• PROBLEM SET
[1] Using the e-waste article, decide whether each statement agrees with it. Answer (a), (b) and (c) with yes or no, and quote the words from the article that settle each one. (a) By 2020, e-waste in India is expected to rise by 500 percent from 2007 levels. (b) China produces more e-waste domestically than the United States. (c) PCs and mobile phones take 15 percent of the cobalt mined worldwide every year.
[2] Please write out everything in the e-waste article from "UNEP warns that" down to "causing toxic pollution.".

• TEXT FOR ANALYSIS

BEGIN

Developing countries face being buried in e-waste

India, China and a number of other countries will be overwhelmed by e-waste mountains in the next 10 years, according to a report from the United Nations.

The United Nations Environment Programme (UNEP) warned that many developing countries face mountains of e-waste filled with desktop and laptop PCs, printers, mobile phones, fridges, TVs and toys.

UNEP warns that by 2020, this type of garbage will grow by 400 percent in South Africa and China from 2007 levels. In India, it will be even worse, with the figure slated to jump by 500 percent.

China produces 2.3 million tonnes domestically – that’s second only to the United States. China itself is a dumping ground for e-waste although it’s supposedly banned e-waste imports.

There’s a further problem in China, UNEP says, because the waste isn’t handled properly, burned to retrieve gold and causing toxic pollution.

UN under-secretary general Achim Steiner said: “China is not alone in facing a serious challenge. India, Brazil, Mexico and others may also face rising environmental damage and health problems if e-waste recycling is left to the vagaries of the informal sector.

“In addition to curbing health problems, boosting developing country e-waste recycling rates can have the potential to generate decent employment, cut greenhouse gas emissions and recover a wide range of valuable metals including silver, gold, palladium, copper and indium – by acting now and planning forward many countries can turn an e-challenge into an e-opportunity,” he said.

The report said that global e-waste is growing by around 40 million tons a year. PCs and mobile phones take three percent of the gold and silver mined worldwide every year, 13 percent of palladium and 15 percent of cobalt.

The UN’s message is that if the proper recycling techniques are adopted, there could be opportunities to capitalise from the mountains of electronic junk.

END

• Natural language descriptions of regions
BEGIN

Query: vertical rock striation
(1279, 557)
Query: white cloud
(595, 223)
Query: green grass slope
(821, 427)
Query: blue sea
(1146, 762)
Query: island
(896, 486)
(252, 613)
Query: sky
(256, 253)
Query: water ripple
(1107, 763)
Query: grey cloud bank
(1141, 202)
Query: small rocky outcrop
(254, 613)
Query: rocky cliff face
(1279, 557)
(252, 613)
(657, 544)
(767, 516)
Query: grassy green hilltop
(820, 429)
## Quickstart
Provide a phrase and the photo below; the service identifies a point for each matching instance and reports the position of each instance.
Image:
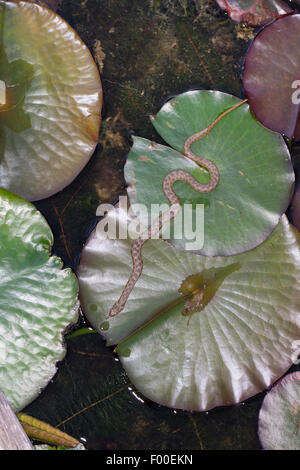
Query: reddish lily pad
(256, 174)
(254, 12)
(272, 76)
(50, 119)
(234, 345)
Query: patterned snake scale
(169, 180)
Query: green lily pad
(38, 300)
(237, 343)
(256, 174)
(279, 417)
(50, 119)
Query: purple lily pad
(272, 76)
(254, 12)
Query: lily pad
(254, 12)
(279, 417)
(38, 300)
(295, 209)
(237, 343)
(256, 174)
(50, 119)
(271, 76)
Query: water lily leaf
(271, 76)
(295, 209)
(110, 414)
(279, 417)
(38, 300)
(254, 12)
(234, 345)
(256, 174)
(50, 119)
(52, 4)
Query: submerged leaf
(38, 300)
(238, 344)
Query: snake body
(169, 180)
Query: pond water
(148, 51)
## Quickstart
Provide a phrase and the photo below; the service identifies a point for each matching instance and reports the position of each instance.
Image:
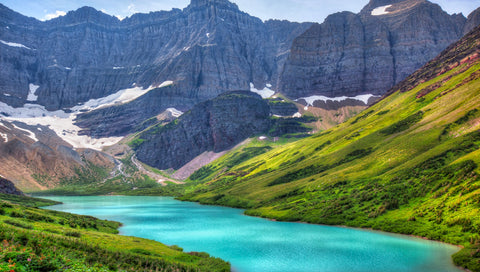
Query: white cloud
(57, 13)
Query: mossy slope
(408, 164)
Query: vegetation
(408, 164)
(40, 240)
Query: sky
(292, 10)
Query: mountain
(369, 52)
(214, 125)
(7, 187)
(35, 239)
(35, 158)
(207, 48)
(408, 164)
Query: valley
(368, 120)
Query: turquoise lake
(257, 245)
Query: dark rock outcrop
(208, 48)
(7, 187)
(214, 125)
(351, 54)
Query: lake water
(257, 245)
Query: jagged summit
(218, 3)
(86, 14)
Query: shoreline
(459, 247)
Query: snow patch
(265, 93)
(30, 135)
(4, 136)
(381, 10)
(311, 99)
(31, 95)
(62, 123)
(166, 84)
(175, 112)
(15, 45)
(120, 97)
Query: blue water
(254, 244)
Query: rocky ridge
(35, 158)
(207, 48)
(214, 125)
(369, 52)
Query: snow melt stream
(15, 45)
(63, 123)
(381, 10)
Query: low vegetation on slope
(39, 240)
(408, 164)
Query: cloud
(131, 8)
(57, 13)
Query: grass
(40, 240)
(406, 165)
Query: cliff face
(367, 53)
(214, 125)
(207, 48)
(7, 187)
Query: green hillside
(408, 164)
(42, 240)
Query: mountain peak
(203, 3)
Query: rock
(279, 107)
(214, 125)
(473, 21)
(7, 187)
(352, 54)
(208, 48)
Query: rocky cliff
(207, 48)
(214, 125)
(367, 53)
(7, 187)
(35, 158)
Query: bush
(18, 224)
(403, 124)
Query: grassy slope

END

• OUTPUTS BY TASK
[1]
(a) Yes: "In India, it will be even worse, with the figure slated to jump by 500 percent."
(b) No: "China produces 2.3 million tonnes domestically – that’s second only to the United States."
(c) Yes: "PCs and mobile phones take three percent of the gold and silver mined worldwide every year, 13 percent of palladium and 15 percent of cobalt."

[2]
UNEP warns that by 2020, this type of garbage will grow by 400 percent in South Africa and China from 2007 levels. In India, it will be even worse, with the figure slated to jump by 500 percent.

China produces 2.3 million tonnes domestically – that’s second only to the United States. China itself is a dumping ground for e-waste although it’s supposedly banned e-waste imports.

There’s a further problem in China, UNEP says, because the waste isn’t handled properly, burned to retrieve gold and causing toxic pollution.